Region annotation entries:
*-*-*
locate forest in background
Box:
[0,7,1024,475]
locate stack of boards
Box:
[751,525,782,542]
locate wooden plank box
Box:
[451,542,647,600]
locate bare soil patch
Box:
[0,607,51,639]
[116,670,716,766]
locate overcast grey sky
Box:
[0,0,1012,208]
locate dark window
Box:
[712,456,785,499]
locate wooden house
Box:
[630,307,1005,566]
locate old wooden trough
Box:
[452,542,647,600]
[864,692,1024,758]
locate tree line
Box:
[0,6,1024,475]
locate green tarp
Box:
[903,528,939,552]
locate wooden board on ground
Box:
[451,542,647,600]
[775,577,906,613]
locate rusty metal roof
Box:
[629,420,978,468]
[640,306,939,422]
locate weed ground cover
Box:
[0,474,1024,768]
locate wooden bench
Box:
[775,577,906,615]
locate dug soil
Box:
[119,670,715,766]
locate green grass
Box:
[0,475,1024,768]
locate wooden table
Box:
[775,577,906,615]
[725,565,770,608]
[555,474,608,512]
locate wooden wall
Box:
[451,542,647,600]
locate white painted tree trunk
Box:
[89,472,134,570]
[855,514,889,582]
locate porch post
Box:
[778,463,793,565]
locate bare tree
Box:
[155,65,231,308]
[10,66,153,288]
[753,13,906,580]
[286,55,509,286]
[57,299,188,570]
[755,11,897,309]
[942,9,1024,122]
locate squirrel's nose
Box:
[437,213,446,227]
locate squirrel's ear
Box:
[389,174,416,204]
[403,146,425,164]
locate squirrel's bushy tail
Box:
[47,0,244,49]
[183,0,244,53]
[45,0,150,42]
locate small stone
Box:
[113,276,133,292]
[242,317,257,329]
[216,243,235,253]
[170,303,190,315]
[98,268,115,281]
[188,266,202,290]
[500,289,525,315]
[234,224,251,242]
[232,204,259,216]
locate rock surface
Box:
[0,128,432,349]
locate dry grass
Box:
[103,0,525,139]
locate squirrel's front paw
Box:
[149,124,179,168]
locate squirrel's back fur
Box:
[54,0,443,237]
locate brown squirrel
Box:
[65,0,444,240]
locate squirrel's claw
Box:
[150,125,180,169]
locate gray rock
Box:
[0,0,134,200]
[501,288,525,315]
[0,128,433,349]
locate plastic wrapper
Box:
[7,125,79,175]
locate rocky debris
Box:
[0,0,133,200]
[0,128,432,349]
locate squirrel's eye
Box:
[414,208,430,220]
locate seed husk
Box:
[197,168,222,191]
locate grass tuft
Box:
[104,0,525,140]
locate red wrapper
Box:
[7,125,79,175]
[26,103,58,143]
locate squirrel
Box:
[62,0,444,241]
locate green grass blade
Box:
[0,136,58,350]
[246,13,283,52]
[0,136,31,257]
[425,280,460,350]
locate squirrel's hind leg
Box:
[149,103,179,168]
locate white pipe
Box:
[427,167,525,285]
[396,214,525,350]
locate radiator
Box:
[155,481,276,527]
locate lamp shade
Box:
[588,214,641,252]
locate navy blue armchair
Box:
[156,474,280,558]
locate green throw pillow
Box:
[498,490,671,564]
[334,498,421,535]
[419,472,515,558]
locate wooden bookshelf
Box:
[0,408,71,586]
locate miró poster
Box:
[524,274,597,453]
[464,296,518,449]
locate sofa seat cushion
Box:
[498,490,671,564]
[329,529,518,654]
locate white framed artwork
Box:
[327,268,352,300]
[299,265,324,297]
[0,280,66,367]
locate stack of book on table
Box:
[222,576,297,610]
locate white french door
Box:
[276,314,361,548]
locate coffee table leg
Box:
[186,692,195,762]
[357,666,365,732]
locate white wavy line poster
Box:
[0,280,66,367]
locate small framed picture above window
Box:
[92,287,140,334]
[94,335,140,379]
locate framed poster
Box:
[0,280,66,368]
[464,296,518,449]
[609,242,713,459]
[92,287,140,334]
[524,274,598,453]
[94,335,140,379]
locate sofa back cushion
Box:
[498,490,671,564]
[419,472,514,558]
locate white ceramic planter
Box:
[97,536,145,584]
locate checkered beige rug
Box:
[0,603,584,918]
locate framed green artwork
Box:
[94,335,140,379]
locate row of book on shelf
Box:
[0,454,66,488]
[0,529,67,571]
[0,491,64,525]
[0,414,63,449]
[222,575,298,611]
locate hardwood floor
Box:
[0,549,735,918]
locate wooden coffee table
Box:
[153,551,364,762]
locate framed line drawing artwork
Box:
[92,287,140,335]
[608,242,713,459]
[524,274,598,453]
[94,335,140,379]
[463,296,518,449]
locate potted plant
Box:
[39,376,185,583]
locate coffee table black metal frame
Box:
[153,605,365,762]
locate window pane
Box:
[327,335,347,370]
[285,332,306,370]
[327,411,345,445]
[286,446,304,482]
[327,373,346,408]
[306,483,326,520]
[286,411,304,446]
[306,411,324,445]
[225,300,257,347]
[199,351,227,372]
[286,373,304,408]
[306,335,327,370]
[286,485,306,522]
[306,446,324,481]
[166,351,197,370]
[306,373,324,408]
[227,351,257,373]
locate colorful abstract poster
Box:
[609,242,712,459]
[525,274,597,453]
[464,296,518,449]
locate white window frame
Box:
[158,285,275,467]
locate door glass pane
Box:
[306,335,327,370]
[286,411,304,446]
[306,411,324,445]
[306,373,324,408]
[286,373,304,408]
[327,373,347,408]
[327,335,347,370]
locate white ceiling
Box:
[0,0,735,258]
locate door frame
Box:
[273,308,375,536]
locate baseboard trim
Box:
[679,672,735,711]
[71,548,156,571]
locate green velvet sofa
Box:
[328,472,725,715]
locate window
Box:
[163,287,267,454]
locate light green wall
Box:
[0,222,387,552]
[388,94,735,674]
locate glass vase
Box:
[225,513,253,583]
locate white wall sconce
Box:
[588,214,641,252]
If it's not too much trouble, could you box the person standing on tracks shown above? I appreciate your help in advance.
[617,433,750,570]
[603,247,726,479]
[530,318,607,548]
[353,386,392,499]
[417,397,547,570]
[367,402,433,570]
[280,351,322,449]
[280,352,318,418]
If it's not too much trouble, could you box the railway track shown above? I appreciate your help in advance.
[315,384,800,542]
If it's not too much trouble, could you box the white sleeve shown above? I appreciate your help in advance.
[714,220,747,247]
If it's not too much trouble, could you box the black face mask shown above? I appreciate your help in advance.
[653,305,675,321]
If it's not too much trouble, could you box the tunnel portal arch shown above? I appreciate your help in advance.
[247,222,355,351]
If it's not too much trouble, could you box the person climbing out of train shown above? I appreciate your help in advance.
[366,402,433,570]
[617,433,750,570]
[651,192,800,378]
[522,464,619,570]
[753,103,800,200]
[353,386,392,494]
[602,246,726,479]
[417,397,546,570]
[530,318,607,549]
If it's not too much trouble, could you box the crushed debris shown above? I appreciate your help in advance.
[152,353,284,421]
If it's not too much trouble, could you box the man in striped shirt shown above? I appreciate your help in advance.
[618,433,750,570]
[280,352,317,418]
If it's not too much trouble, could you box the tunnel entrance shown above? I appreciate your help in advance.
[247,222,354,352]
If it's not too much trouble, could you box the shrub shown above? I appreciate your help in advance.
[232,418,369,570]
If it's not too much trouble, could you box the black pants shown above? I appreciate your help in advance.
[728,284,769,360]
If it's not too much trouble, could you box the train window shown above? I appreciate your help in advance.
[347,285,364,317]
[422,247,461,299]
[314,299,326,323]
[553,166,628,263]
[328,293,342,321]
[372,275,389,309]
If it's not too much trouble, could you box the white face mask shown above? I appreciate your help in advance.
*-*-*
TASK DETAILS: Copy out everything from the line containing "locate green velvet sofa" down to the line containing "[530,318,607,549]", keeping each text line unchanged and shifting every box coordinate up by 134.

ANSWER IN FULL:
locate green velvet sofa
Box:
[462,606,859,849]
locate window
Box:
[297,421,401,588]
locate light green wall
Box:
[134,356,521,686]
[522,228,869,808]
locate glass vase
Box:
[359,647,387,717]
locate white wall sconce
Box:
[722,348,775,386]
If it's not too much trouble, could you box the person standing on tracks shown above? I appreciate your help in advance.
[751,567,884,704]
[737,381,860,613]
[664,452,741,682]
[487,520,526,633]
[551,531,681,704]
[501,536,567,704]
[414,485,456,583]
[414,486,452,552]
If it's not too much trouble, could you box the railway track shown above? I appreciate your help in advance.
[449,518,934,676]
If it's not too much trouble, could you box the white sleeve shown above? I appreciate your help in advance.
[848,354,881,381]
If it's not too much trouble, could you box the black face mask shown above? I appreciate your help in advance.
[787,439,809,455]
If it's not too much trouble, could you box the tunnel portal arch shown above? I appreciate your help in advance.
[381,356,489,485]
If it's not too much trouble, could you box the person climbing out of train shown above? I appreciate your help in advance.
[500,536,567,704]
[751,567,884,704]
[785,326,934,512]
[656,598,753,704]
[887,237,934,334]
[487,520,526,628]
[736,380,860,613]
[551,531,680,704]
[664,452,741,683]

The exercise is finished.